▶ _WHAT THE TASK REQUIRES_: Could you set down exactly the lines of the data below, starting at the one that holds "cluster in the photo above." and ending at the one that holds "blurred purple flower in the photo above.", both included, and only those?

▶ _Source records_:
════════

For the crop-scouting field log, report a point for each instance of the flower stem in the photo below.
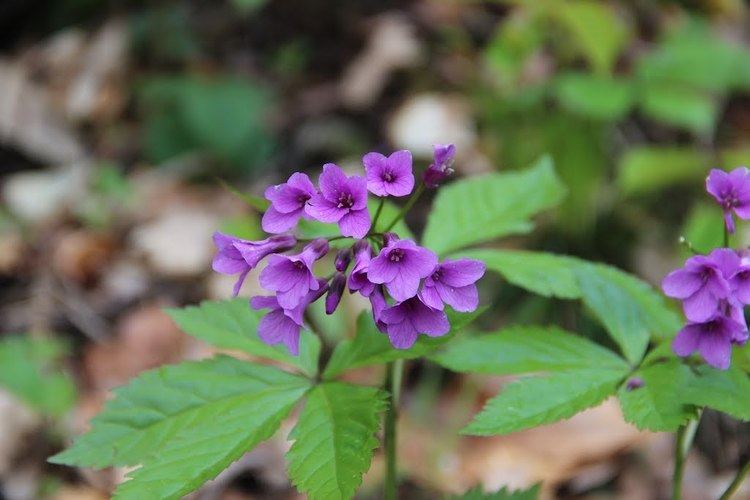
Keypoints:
(393, 375)
(683, 441)
(736, 482)
(406, 207)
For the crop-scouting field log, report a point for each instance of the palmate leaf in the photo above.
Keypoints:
(533, 401)
(485, 207)
(371, 347)
(232, 324)
(630, 310)
(167, 406)
(659, 404)
(526, 349)
(335, 439)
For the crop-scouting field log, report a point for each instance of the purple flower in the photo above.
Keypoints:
(378, 305)
(441, 166)
(291, 276)
(452, 282)
(236, 256)
(702, 283)
(280, 325)
(341, 199)
(406, 320)
(389, 176)
(288, 202)
(338, 283)
(358, 281)
(400, 266)
(732, 191)
(712, 338)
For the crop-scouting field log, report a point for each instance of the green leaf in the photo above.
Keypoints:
(232, 324)
(629, 309)
(542, 273)
(598, 31)
(485, 207)
(335, 439)
(682, 107)
(727, 391)
(477, 493)
(533, 401)
(649, 169)
(526, 349)
(601, 98)
(30, 369)
(658, 405)
(371, 347)
(162, 408)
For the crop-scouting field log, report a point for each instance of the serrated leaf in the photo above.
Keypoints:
(601, 98)
(172, 401)
(477, 493)
(371, 347)
(30, 369)
(727, 391)
(542, 273)
(657, 405)
(485, 207)
(526, 349)
(335, 439)
(233, 324)
(625, 306)
(532, 401)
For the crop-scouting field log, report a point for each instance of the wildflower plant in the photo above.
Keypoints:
(182, 425)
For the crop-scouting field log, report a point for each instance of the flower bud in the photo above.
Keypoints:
(334, 292)
(343, 257)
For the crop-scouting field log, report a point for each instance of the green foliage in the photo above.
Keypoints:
(601, 98)
(371, 347)
(658, 405)
(224, 117)
(630, 309)
(232, 324)
(163, 408)
(526, 349)
(485, 207)
(30, 368)
(533, 401)
(645, 170)
(335, 439)
(542, 273)
(726, 391)
(477, 493)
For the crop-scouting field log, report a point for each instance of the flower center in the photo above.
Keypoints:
(396, 255)
(346, 200)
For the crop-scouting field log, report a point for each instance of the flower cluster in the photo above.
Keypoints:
(405, 283)
(715, 288)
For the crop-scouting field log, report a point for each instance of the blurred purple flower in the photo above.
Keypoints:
(406, 320)
(732, 191)
(400, 266)
(291, 276)
(390, 175)
(452, 283)
(288, 202)
(441, 166)
(237, 256)
(343, 200)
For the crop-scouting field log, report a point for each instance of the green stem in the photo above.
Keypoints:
(377, 213)
(683, 441)
(406, 207)
(736, 482)
(393, 375)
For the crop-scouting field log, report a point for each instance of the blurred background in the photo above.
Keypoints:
(125, 127)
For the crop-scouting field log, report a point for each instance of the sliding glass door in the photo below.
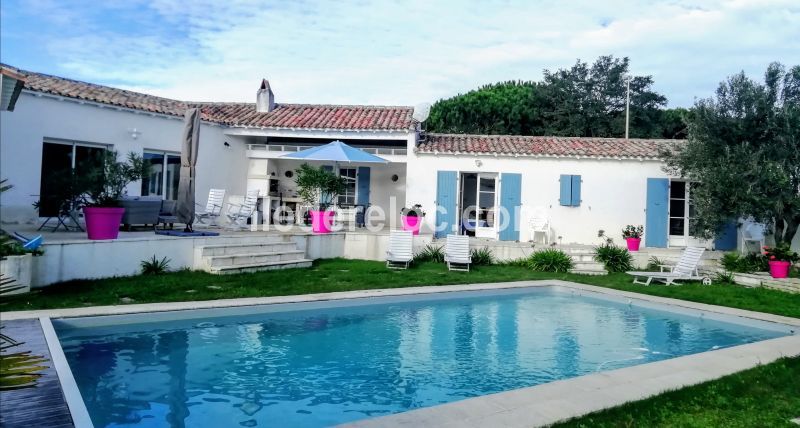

════════

▶ _WRITTEN SOLUTION_:
For the crop-scouting field log, report a point for each instance of the flower cluster in the photo above.
Keypoints:
(405, 283)
(715, 288)
For the crop-scouting field log, report a point for each instance of the blurred purple flower in the photo above.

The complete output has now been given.